Paléo Festival et autres histoires.


Paleo. 5 jours de soleil sur 5 semaines. De la boue, des tranchées, un froid de novembre, des vêtements qui ne sèchent pas, trois paires de bottes usées jusqu'à la mort, et de la flotte à n'en plus voir le bout. Mais de belles rencontres. Des gens forts. Des gens si différents de moi. Des gens étranges et des gens beaux. De belles personnes. Il y a eu les retrouvailles, les fous rires. Des "il est sept heures et quart, et il fait beau dehors" lancés à la cantonade par un Lui charmant et joueur. Partage d'une douche. Partage d'un verre. Partage d'une discussion. Partage d'un bout de lit. C'est étrange cette distance qu'on met entre nous, même quand nos corps se frôlent sans jamais se rejoindre vraiment. Juste par principe. De précaution ou de peur. Partage d'un bout de vie. Merci. On me vole les couvertures et j'ai froid. Puis je me serre et je n'ai plus jamais froid. Ce sont les souvenirs passion.
Cet endroit où j'ai vécu pendant un mois a réveillé en moi des envies de road trip et de photos de paysages que je ne connais pas déjà. Les portraits que j'y ai fait me rendent nostalgique. Me donnent envie de poursuivre. De tenter. D'approfondir. De jouer avec l'objectif : l'année prochaine, je m'y attelle sérieusement. J'ai envie de tout photographier, de tout me souvenir, surtout les belles choses. Il y a eu des cuites mémorables, et des mots, de pleins de mains différentes, sur une enveloppe pour pouvoir dire : Electro'bien c't'équipe, et à l'année prochaine.

Nice. Avec M. Il y a du vent comme jamais. C'est chaud et lourd. Insoutenable. Le soleil brûle la peau qui craquelle sous la sécheresse. Il y a du vent chaud du sud comme on n'en avait pas eu depuis longtemps. Qui assèche la bouche et fait plisser les yeux, les empêche de s'ouvrir grand. Qui s'infiltre partout dans les ruelles et jusque sous les ponts en faisant des hurlements de fantômes. Alors on se regarde comme des chinois et on rit, perchés sur les hauteurs du Mont Boron. On pense à ceux du bout du monde et ceux du bout de la France. On rit. Parce qu'ils nous manquent et qu'on ne se rend pas bien compte que, ça y est, le festival est terminé, et que même si on se voit dans la vraie vie, il faut retourner à la vie réelle. Celle où on dit que ce qu'il se passe à Paléo reste à Paléo, et qu'on essaie de s'en convaincre. Le ciel est bleu de mille façons. Et la terre a cette couleur rouge volcan des pierres de l'Azur. La mer brille, ondule, chavire et tangue. On mange de la socca du bout des doigts, en rajoutant plein de poivre par dessus. Ça croustille sous les assauts des mâchoires. On chante par dessus les gens au karaoké. On se fiche de savoir que ça ennuie celui qui chante l'Italiano. On dort sur un matelas, coincé entre deux canapés. On court pour le train. On a chaud. On va tremper les pieds dans la mer en descendant du train. Une, deux, trois marches et plouf. Les sandales mouillées-sablées. On mange du poulet rôti, avec les pommes de terre qui baignent dans le jus, les tomates avec le filet d'huile d'olive-otigan-comme-maman-avant et on écoute la bande originale des Chansons d'Amour. C'était la dernière semaine.

DONNÉES D'ENTRÉE:
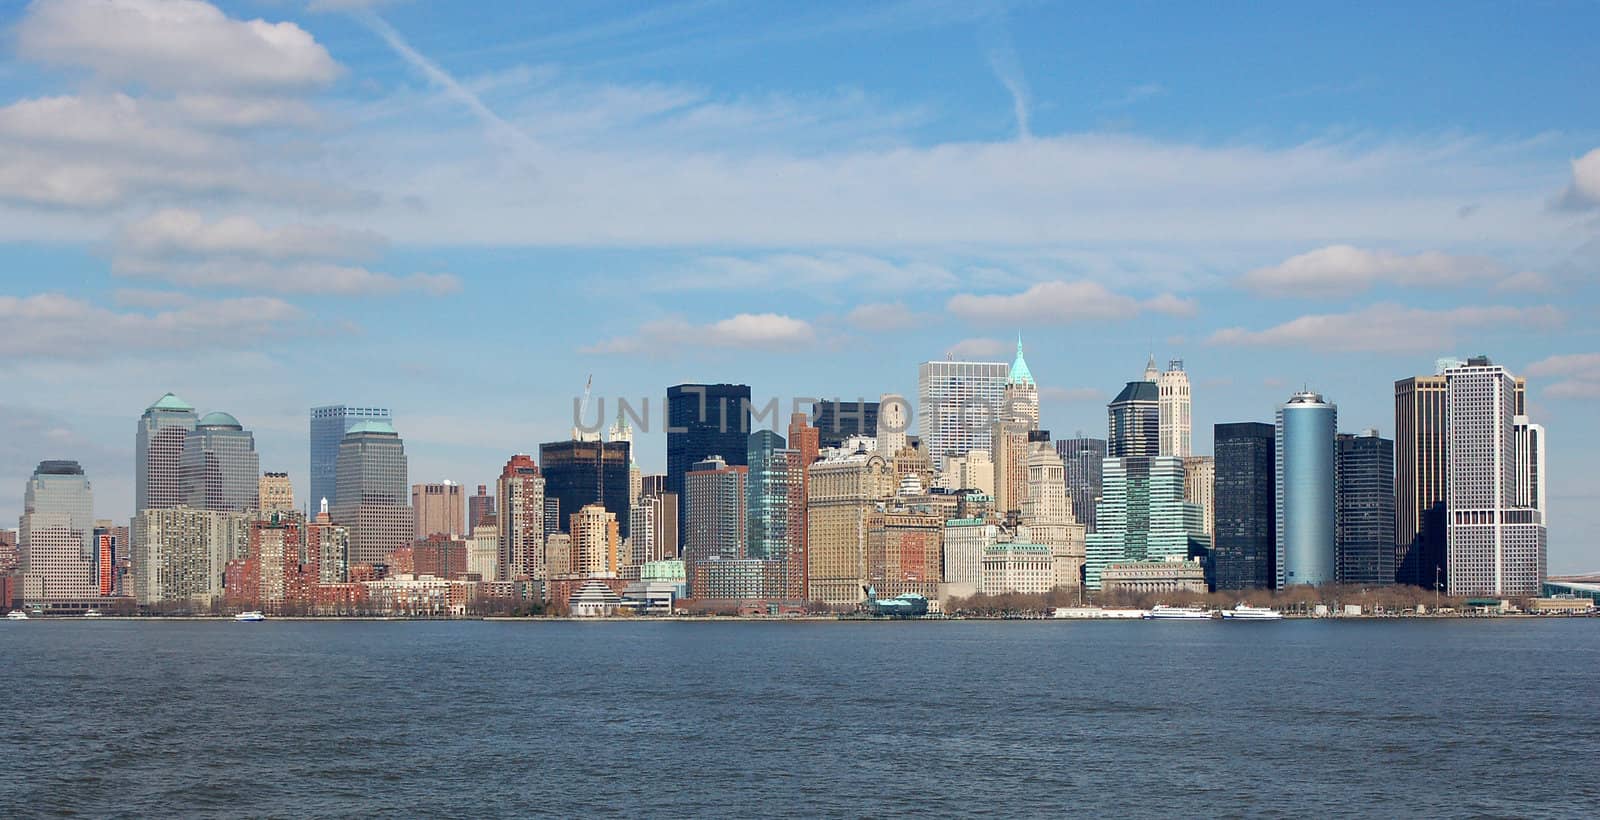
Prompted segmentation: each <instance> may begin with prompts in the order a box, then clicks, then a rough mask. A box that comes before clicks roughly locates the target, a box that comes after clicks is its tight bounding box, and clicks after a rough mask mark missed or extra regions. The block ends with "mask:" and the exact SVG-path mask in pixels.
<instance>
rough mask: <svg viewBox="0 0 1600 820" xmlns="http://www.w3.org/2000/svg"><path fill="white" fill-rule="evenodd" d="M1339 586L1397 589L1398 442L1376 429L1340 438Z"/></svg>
mask: <svg viewBox="0 0 1600 820" xmlns="http://www.w3.org/2000/svg"><path fill="white" fill-rule="evenodd" d="M1338 445H1339V458H1338V461H1336V469H1334V474H1336V482H1334V485H1336V492H1338V532H1336V537H1338V541H1339V565H1338V577H1339V583H1349V585H1360V586H1389V585H1392V583H1395V442H1392V440H1389V439H1384V437H1381V436H1378V431H1376V429H1370V431H1366V432H1362V434H1360V436H1352V434H1347V432H1341V434H1339V437H1338Z"/></svg>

CONSIGNE 1:
Résumez l'extrait de page en deux phrases.
CONSIGNE 2:
Répondez brièvement aux questions suivantes à partir de l'extrait de page.
(a) Combien de paires de bottes ont été usées au Paléo ?
(b) Sur quelles hauteurs de Nice se trouve-t-on quand on rit en se regardant ?
(c) Quelle bande originale écoute-t-on pendant le repas de poulet rôti ?
CONSIGNE 3:
Recopiez le passage de l'extrait de page qui va de « Cet endroit où » à « à l'année prochaine. ».

RÉPONSE 1:
Le Paléo n'a offert que cinq jours de soleil sur cinq semaines de boue, de froid et de pluie, mais il a apporté de belles rencontres et des moments partagés, et il a réveillé des envies de road trip et de photographie. Vient ensuite un séjour à Nice avec M., sous un vent chaud du sud, entre socca, karaoké, pieds dans la mer et nostalgie d'un festival terminé.

RÉPONSE 2:
(a) Trois paires.
(b) Sur les hauteurs du Mont Boron.
(c) Celle des Chansons d'Amour.

RÉPONSE 3:
Cet endroit où j'ai vécu pendant un mois a réveillé en moi des envies de road trip et de photos de paysages que je ne connais pas déjà. Les portraits que j'y ai fait me rendent nostalgique. Me donnent envie de poursuivre. De tenter. D'approfondir. De jouer avec l'objectif : l'année prochaine, je m'y attelle sérieusement. J'ai envie de tout photographier, de tout me souvenir, surtout les belles choses. Il y a eu des cuites mémorables, et des mots, de pleins de mains différentes, sur une enveloppe pour pouvoir dire : Electro'bien c't'équipe, et à l'année prochaine.